__Source extract__.
********

Hanna Kroeger Founder of Peaceful Meadow Retreat
The history of Peaceful Meadow Retreat is synonymous with the history of Hanna Kroeger Master Healer, their family, New Age Foods ( now Hanna’s Herb Shop), Kroeger Herb Products and the Chapel of Miracles. We invite you to learn about this magical journey through the many pictures and stories.
Hanna Kroeger has been called the “Grandmother of Health” and has received many health awards in her lifetime. New Life Magazine declared her one of the great holistic pioneers of the 20th century along with Nobel Prize winner Linus Pauling, Ann Wigmore, Dr. Edgar Bach, Dr. John Christopher and Edgar Cayce.
The following excerpts come from The Peaceful Meadow Retreat and can be read in their entirety there.

********

__Recorded data__.
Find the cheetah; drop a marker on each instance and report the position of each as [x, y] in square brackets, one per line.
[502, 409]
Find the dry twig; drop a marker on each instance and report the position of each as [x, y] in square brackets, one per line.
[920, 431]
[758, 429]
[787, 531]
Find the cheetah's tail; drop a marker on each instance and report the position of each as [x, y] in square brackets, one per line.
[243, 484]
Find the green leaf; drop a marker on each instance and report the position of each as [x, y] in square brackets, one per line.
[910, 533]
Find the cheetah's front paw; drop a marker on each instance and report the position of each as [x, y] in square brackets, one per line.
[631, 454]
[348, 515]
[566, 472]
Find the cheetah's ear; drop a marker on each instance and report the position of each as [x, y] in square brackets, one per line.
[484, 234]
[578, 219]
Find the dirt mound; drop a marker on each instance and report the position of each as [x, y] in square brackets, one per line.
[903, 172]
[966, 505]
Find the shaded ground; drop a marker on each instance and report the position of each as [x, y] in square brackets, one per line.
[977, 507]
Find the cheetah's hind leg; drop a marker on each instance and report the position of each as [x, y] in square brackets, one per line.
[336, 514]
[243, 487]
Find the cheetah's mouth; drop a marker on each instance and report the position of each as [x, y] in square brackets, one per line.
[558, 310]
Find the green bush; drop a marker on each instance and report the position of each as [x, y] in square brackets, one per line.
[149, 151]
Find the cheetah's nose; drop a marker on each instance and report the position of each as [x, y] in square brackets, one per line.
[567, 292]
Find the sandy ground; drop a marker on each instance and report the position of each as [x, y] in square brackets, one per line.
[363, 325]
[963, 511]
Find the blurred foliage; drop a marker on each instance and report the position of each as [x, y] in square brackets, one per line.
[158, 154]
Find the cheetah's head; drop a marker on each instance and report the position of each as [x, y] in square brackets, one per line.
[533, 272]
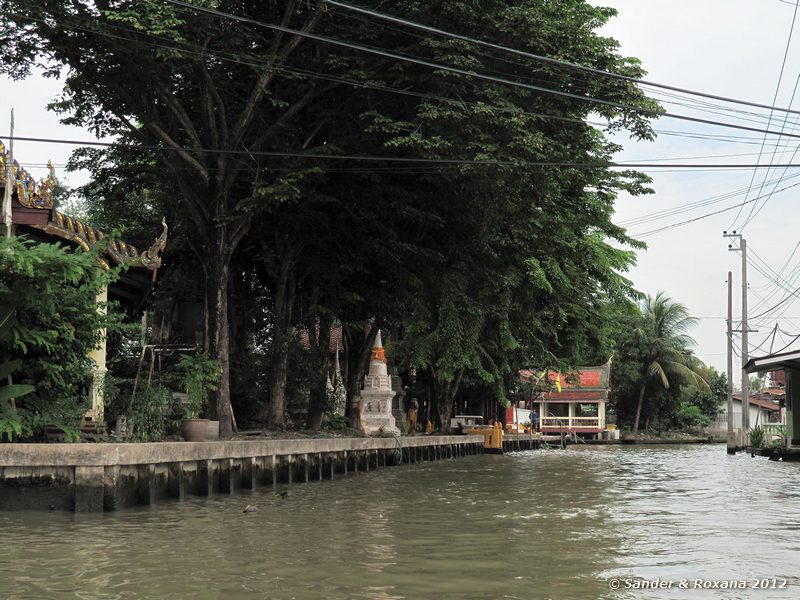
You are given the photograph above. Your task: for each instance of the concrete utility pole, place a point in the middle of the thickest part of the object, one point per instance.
(745, 330)
(10, 180)
(745, 346)
(731, 441)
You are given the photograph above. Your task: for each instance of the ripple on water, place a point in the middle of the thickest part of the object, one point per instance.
(549, 524)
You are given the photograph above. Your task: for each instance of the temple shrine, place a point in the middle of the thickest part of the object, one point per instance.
(34, 214)
(377, 395)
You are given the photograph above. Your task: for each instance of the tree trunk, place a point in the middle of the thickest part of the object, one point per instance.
(320, 348)
(639, 403)
(445, 399)
(218, 338)
(274, 412)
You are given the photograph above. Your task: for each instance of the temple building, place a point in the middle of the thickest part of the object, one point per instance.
(34, 214)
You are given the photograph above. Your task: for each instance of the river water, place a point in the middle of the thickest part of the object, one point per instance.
(560, 524)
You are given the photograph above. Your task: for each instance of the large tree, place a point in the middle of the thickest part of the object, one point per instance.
(666, 361)
(516, 254)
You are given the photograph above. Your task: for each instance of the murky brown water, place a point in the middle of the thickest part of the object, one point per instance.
(546, 524)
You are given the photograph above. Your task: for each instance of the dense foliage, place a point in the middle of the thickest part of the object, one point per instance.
(655, 377)
(52, 293)
(503, 256)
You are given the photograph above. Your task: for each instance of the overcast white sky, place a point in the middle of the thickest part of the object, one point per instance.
(730, 48)
(727, 47)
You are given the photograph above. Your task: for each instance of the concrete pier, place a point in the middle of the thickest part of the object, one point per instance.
(89, 478)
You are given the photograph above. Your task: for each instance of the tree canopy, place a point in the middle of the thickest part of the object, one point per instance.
(470, 217)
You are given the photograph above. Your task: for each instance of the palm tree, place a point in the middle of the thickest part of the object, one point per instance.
(667, 358)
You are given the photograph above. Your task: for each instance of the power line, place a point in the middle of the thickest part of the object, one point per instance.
(705, 216)
(774, 99)
(439, 66)
(454, 161)
(545, 59)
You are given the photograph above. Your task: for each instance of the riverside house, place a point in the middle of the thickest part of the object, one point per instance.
(575, 402)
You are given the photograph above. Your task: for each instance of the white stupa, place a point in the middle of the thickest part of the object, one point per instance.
(376, 397)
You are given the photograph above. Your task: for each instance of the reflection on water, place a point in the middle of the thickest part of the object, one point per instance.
(548, 524)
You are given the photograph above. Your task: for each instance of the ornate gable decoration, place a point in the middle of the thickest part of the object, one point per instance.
(65, 227)
(33, 195)
(30, 194)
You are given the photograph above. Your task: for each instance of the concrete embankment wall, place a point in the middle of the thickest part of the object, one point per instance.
(98, 477)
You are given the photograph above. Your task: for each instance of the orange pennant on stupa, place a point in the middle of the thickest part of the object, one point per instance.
(377, 350)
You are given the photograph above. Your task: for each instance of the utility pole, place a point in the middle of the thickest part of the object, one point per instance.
(731, 442)
(745, 347)
(745, 330)
(10, 180)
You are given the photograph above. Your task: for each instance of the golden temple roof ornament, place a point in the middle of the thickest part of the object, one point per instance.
(150, 258)
(29, 193)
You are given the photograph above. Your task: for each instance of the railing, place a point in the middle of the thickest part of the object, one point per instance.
(573, 422)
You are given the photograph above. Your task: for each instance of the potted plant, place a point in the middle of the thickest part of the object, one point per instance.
(201, 375)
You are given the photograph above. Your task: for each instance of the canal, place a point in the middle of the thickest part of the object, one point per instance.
(545, 524)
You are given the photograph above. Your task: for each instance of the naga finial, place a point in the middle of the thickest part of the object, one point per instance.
(150, 258)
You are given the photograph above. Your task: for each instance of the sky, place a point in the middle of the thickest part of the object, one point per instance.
(732, 48)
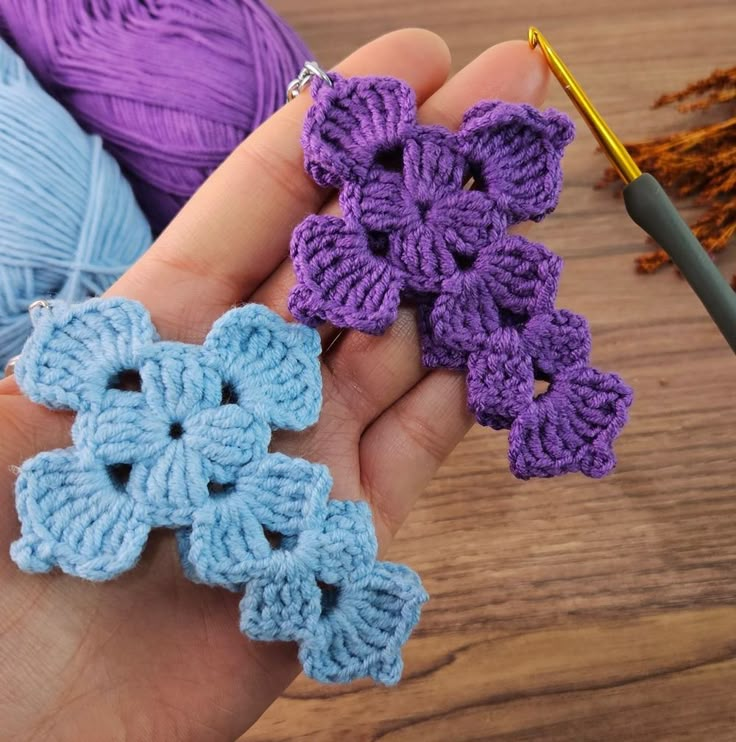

********

__Task requirements__.
Translate this sentence from the text about Hanna Kroeger into Spanish: "Hanna Kroeger has been called the “Grandmother of Health” and has received many health awards in her lifetime."

__Reply to the exercise__.
A Hanna Kroeger se la ha llamado la «Abuela de la Salud» y ha recibido muchos premios de salud a lo largo de su vida.